Текст для чтения
▬▬▬▬▬▬

Весна 1946 года. Анна Ахматова явно была на подъеме. Возвратился с фронта сын. А в Гослитиздате подписали к печати томик ее избранных стихотворений за 1909-1945 годы. Но самое главное – поэтесса получила трибуну. Чего только стоило ее выступление 3 апреля в столице в Колонном зале Дома союзов!
«Какое же это было торжество! – вспоминал историк театра Виталий Виленкин. – Сколько здесь собралось в этот вечер военной и студенческой молодежи, как забиты были все входы в зал, как ломились хоры и ложи от наплыва этой толпы юношей и девушек с горящими глазами! Каким единством дышал зал, вымаливая у Ахматовой еще, еще и еще стихи!»
Потом были выступления Ахматовой в Московском университете, Доме актера, Центральном офицерском доме летчиков… И везде публика ей рукоплескала. Такого приема поэтессе еще не устраивали.
Но все изменилось 14 августа 1946 года. Кремлевская верхушка, по сути, запретила Ахматовой печататься. Поэтессу вновь обложили со всех сторон.
15 августа 1946 года новый начальник Управления Министерства госбезопасности по Ленинградской области Дмитрий Родионов подготовил на Ахматову подробную справку, которая теперь хранится в Российском государственном архиве социально-политической истории (РГАСПИ), в фонде многолетнего главного идеолога партии Андрея Жданова.

▬▬▬▬▬▬

Исходные данные

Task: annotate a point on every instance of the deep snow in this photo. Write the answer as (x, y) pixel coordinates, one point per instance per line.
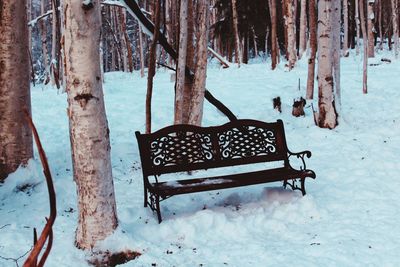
(349, 216)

▬▬▬▬▬▬

Что сделать
1 – Перепишите из текста об Ахматовой кусок от «Потом были выступления» до «партии Андрея Жданова.» включительно.
2 – Напишите, что идет дальше в тексте об Ахматовой после его последнего предложения.

Ответы по заданиям
1 –
Потом были выступления Ахматовой в Московском университете, Доме актера, Центральном офицерском доме летчиков… И везде публика ей рукоплескала. Такого приема поэтессе еще не устраивали.
Но все изменилось 14 августа 1946 года. Кремлевская верхушка, по сути, запретила Ахматовой печататься. Поэтессу вновь обложили со всех сторон.
15 августа 1946 года новый начальник Управления Министерства госбезопасности по Ленинградской области Дмитрий Родионов подготовил на Ахматову подробную справку, которая теперь хранится в Российском государственном архиве социально-политической истории (РГАСПИ), в фонде многолетнего главного идеолога партии Андрея Жданова.

2 –
Эту справку можно разбить на несколько частей. Сначала Родионов коротко сообщил о месте Ахматовой в русской поэзии и в мировой литературе. Он дал понять, что Ахматова, конечно, большая величина, хотя и со спорными вещами («ряд наиболее упаднических и мрачных по своему содержанию стихотворений <первых лет советской власти>, – напомнил чекист, – к печати допущены не были».
Далее Родионов перешел к рассказу о личной жизни Ахматовой. Он сообщил: «Первым ее мужем был известный поэт, глава литературного направления акмеистов, Гумилев Николай, который разошелся с ней в 1917 году. В 1921 году Гумилев как активный участник эсеровского восстания был арестован и осужден к расстрелу.
Со вторым мужем Шилейко Владимиром Казимировичем, профессором ассириологии, наставником детей графа Шереметева, человеком с религиозными и мистическими исканиями, Ахматова, прожив недолго, порвала и вскоре вышла замуж за профессора Всероссийской академии художеств Пунина Николая Николаевича, с которым прожила 16 лет.
В 1936 году Пунин оставляет Ахматову и женится на другой, но Ахматова остается на жительстве в его квартире.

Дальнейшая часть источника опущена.